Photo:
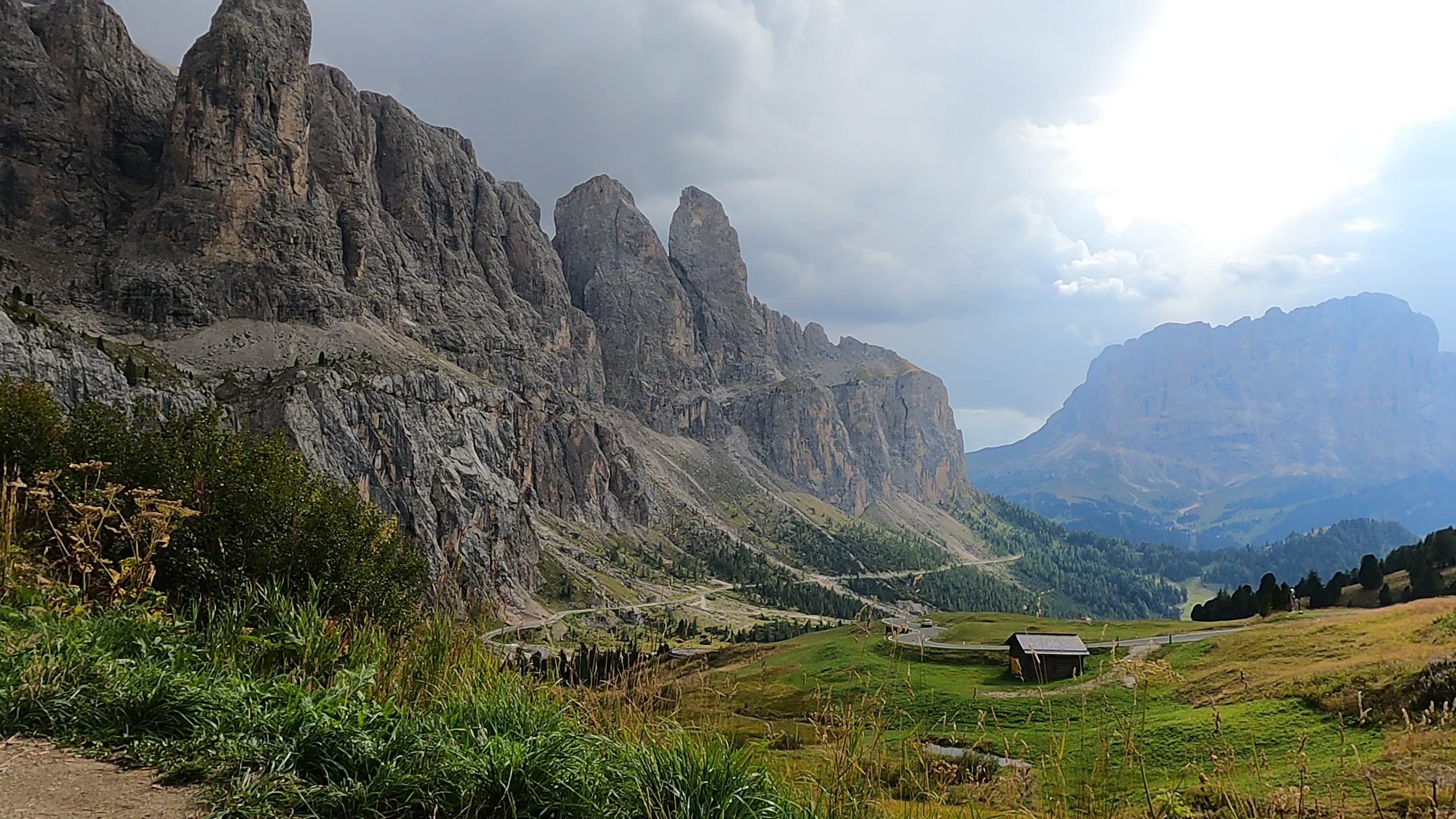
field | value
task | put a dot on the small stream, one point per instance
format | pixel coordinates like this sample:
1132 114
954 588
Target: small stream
958 752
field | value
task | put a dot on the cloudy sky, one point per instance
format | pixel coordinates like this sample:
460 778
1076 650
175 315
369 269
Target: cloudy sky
995 190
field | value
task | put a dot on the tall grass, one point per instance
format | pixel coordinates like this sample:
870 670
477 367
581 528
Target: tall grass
277 710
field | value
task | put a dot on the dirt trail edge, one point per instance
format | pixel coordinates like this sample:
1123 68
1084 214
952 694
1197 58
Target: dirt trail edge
41 781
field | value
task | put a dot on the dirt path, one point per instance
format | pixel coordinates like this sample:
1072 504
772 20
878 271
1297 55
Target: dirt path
40 781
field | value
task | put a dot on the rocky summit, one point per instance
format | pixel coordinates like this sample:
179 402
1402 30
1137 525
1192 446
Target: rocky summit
315 258
1248 432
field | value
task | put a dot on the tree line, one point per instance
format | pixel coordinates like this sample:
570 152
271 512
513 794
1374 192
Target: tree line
1423 563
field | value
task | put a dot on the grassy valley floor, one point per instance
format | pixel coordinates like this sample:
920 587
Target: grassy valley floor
1302 713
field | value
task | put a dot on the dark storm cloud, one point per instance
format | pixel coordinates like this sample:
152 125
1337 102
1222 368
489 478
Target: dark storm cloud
883 162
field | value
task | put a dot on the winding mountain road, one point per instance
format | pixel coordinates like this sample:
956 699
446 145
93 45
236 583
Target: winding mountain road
925 637
693 598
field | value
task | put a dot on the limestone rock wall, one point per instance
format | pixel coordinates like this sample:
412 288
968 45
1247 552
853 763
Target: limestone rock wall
257 213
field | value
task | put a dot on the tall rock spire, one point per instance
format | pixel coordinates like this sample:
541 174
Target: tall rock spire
731 330
619 274
239 127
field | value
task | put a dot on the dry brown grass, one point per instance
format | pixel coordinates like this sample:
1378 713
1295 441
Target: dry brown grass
1330 655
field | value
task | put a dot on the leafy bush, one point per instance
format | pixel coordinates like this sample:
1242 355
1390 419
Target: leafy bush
263 514
276 712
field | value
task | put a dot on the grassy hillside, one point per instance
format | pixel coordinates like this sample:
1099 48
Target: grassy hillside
982 628
1235 725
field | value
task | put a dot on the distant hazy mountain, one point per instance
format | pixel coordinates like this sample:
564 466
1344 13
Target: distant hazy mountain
1250 432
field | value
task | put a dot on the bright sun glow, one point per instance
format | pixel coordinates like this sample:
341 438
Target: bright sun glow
1238 117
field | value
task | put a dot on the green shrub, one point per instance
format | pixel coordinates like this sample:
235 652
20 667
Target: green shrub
423 723
264 515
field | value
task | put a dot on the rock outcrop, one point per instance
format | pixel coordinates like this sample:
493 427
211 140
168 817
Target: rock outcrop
321 261
1251 431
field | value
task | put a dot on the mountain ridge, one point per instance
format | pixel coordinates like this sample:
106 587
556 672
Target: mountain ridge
322 263
1246 432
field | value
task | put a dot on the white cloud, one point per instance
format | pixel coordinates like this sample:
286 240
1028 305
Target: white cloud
1236 117
995 428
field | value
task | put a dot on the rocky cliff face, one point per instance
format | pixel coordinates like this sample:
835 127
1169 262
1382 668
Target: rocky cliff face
322 261
1251 431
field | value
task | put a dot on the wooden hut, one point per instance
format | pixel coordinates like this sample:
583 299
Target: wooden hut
1043 657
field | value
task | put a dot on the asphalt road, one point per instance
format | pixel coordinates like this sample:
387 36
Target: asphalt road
926 637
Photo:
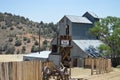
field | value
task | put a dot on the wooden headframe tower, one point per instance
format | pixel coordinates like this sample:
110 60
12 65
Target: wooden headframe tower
65 48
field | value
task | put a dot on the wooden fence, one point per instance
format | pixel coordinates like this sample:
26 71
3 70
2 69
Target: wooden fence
98 65
25 70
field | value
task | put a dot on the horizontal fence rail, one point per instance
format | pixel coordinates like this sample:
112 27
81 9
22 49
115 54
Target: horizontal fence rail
98 65
25 70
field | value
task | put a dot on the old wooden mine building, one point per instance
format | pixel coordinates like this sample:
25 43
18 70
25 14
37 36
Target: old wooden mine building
74 42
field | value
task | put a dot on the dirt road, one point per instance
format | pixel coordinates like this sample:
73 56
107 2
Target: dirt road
85 74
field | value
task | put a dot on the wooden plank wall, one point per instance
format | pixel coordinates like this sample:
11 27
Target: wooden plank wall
25 70
98 65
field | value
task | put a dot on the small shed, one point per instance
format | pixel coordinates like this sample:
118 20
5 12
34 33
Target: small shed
43 56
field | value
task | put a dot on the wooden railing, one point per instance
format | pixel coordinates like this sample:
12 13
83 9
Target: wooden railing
98 65
25 70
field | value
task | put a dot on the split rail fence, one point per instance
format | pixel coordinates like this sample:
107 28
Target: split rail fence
98 65
25 70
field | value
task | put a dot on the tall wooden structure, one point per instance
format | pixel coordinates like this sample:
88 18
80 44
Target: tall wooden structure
65 48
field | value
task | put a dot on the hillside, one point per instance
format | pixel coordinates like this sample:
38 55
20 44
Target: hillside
19 35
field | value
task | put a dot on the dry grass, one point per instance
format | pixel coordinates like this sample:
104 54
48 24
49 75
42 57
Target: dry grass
85 74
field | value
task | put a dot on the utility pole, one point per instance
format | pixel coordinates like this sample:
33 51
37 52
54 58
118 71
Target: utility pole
39 39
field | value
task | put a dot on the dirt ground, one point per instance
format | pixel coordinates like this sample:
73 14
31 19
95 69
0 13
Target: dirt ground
75 72
9 58
85 74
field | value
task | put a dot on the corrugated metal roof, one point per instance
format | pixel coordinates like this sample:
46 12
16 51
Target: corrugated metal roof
93 14
43 54
89 46
78 19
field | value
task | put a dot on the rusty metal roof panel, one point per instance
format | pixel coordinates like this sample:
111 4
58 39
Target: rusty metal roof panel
89 46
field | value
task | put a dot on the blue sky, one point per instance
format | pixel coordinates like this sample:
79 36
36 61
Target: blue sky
54 10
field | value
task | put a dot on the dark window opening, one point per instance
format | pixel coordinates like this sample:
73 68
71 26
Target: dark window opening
54 48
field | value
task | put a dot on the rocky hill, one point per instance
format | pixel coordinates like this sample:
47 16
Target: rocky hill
19 35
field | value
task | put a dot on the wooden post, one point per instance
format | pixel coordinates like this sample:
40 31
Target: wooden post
92 66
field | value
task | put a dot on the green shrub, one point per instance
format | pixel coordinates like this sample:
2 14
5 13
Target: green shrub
34 49
23 49
36 42
10 39
28 40
25 38
118 66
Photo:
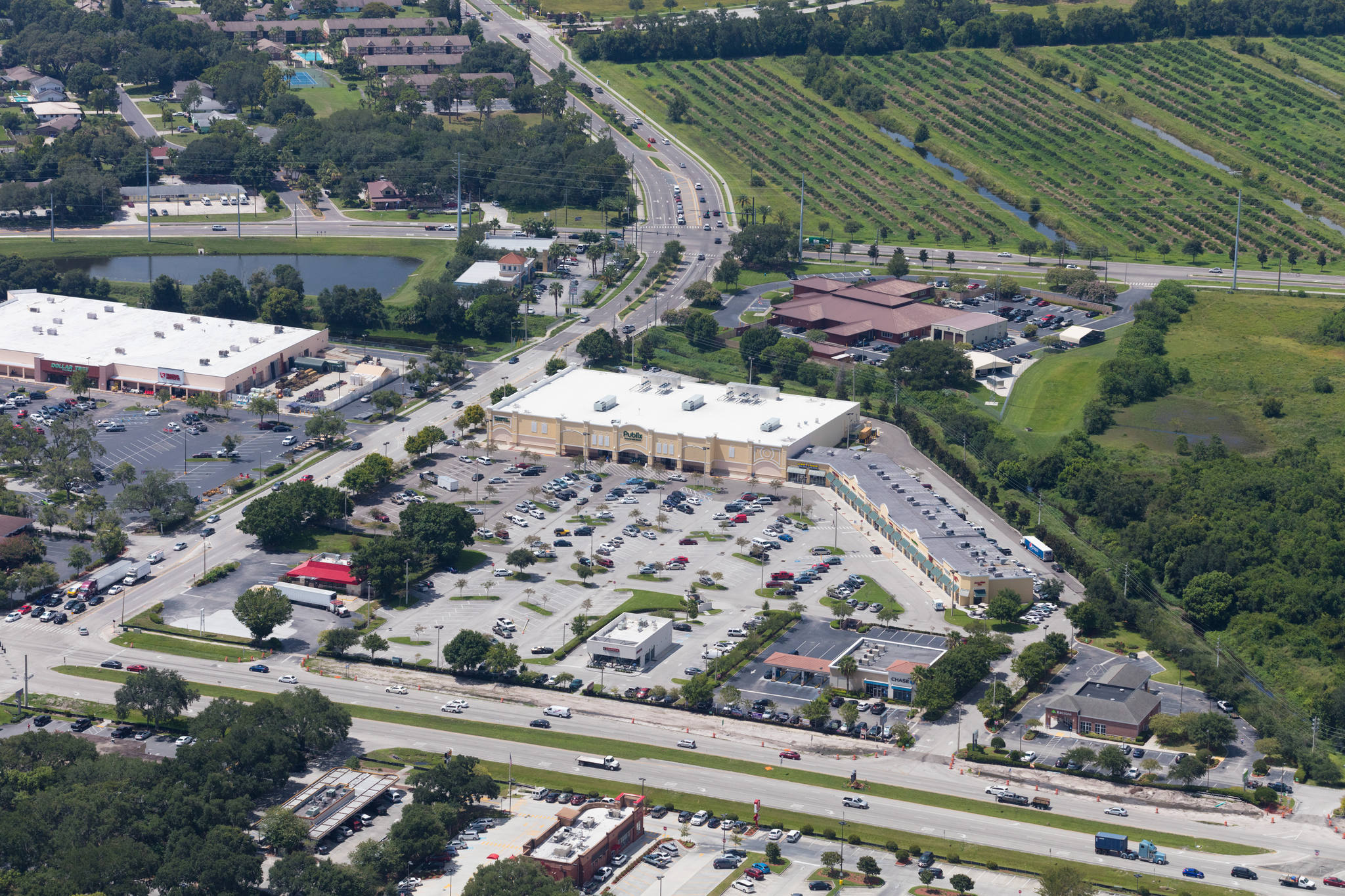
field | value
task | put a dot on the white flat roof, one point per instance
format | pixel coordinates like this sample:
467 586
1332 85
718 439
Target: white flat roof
481 273
89 331
731 412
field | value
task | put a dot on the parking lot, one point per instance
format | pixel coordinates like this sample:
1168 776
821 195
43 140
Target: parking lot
553 587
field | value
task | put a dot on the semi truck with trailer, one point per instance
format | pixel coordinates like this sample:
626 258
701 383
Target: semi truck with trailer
600 762
307 597
137 571
1039 548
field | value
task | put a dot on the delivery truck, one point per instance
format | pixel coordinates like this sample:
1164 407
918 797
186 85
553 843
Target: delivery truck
1107 844
600 762
137 571
100 581
305 597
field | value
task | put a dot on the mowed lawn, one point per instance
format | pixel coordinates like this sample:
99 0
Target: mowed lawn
1242 350
1049 396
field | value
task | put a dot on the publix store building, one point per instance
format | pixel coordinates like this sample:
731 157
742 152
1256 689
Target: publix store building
47 337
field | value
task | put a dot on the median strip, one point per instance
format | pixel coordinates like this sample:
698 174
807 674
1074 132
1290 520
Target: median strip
626 750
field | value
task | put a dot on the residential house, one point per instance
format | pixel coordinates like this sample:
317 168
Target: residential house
179 88
295 32
46 112
405 45
384 195
382 27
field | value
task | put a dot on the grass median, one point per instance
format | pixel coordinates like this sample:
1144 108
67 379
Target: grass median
632 752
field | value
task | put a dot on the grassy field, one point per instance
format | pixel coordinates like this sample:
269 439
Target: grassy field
1234 366
1097 177
1049 396
1283 150
852 169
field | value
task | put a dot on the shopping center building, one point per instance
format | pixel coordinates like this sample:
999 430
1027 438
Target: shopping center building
47 337
670 421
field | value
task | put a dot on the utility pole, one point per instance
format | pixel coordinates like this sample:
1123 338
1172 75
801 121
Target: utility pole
1238 228
801 218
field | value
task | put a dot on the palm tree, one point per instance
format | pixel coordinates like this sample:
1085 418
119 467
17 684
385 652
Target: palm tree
848 666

^^^^^^^^^^^^^^^^

DIRECTIONS –
Filter the data above and keep each line that contains the string "path". Matching is case-sensitive.

EXPECTED OUTPUT –
task | put a dot on the dirt path, one point per instance
Target: dirt path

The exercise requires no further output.